任務要求 A
根據這篇談歐洲防疫策略的短文,「放緩疫情,等待免疫」的策略為何縱然可以被理解,也斷然無法被接受?請以一至三句說明。
任務要求 B
請接續這篇談歐洲防疫策略的短文,從其最後一句之後寫下去。

所附短文
# # #
更何況,當今之世人員交流頻繁,即使最嚴格的防控措施也難防「漏網之魚」前往他國的情況,令他國承擔本國之責任的同時,對世界整體防疫也沒有好處。

因此,縱然有諸多「我們實在辦不到」的理由,縱然「放緩疫情,等待免疫」的策略可以被理解,也斷然無法被接受——尤其是對中國人而言。

意大利用搭建帳篷醫院來緩解醫療資源不足的狀況。(AP)

這就是我們所面對的現實

近日來,英國、法國、德國政府的相關表態在中國兩岸三地都受到廣泛報道,且普遍受到批評與質疑。究其原因,如果文化差異、政治能力差異這些原因人們還能勉強接受,那麼「我已經做了這麼多,你什麼都沒做就放棄,甚至有可能讓我功虧一簣」的心態,才是中國網民憤怒的原因。

誠然,各國國情不同,各國政府皆需針對國情採取更合適的措施。而歐洲各國從政府到國民,不乏很多人直到今天依舊認為,新冠病毒是一個「病死概率很低,身體健康的人根本不必太在意」的病毒。從中國的經驗來看,這種認知是很短視的。但外國的情況是否就一定會跟中國經驗一樣?這或許值得思索。
# # #
所示列表

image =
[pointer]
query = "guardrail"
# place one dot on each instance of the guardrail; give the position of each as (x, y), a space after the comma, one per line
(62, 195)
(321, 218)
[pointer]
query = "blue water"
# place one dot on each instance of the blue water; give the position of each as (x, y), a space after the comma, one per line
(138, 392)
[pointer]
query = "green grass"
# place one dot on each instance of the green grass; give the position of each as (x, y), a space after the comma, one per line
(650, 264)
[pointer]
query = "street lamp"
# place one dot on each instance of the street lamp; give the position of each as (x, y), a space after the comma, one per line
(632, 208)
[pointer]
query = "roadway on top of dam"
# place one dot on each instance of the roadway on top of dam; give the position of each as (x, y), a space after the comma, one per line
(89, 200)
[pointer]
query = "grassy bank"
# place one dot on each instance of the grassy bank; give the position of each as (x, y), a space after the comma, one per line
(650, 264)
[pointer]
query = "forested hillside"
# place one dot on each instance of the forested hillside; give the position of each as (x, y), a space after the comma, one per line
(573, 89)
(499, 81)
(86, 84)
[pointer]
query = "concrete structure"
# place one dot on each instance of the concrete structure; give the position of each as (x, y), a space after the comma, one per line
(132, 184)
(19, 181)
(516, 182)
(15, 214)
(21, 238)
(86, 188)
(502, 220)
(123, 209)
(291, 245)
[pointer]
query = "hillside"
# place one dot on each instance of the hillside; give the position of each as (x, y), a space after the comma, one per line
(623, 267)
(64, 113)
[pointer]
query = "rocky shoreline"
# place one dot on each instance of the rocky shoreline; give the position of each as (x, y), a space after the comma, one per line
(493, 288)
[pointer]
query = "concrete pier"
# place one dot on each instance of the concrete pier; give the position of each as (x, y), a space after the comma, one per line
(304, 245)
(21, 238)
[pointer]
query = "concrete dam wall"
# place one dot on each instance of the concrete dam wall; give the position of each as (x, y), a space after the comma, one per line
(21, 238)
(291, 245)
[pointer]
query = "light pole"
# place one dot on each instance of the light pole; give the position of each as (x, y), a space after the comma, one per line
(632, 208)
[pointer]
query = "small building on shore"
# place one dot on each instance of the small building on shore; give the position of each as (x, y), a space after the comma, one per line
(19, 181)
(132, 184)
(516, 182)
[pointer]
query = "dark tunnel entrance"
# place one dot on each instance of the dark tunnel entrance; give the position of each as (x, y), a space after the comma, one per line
# # #
作答內容 A
當今之世人員交流頻繁,即使最嚴格的防控措施也難防「漏網之魚」前往他國。這會令他國承擔本國的責任,對世界整體防疫也沒有好處。

作答內容 B
不過,這並沒有回答「病毒可能因為歐洲各國管控不當而拖累他國」的質疑。畢竟,意大利那種「亡羊補牢」,且「雖然能力有限,但也在竭力防疫」的情況是可以理解的,而英法德這種「坐等群體免疫」的行為,則實在無法被理解。

更何況,直到今天依舊有人否認中國為防止疫情擴散付出巨大代價的情況,無視在當今全球化情勢下「病毒無國界」的事實,指控「中國人應為病毒負責」。那麼,當中國內地、香港、台灣、韓國、新加坡好不容易將疫情控制在緩和狀態,卻因英德法政府這種近乎「放任自流」的策略而暴露在巨大風險之下,其憤怒也就是更是其來有自。

可惜、可懼、卻又需要接受的是,「病毒無國界」已然是今日之現實,而「各國面對病毒有不同的理解和策略」,亦是今日之現實。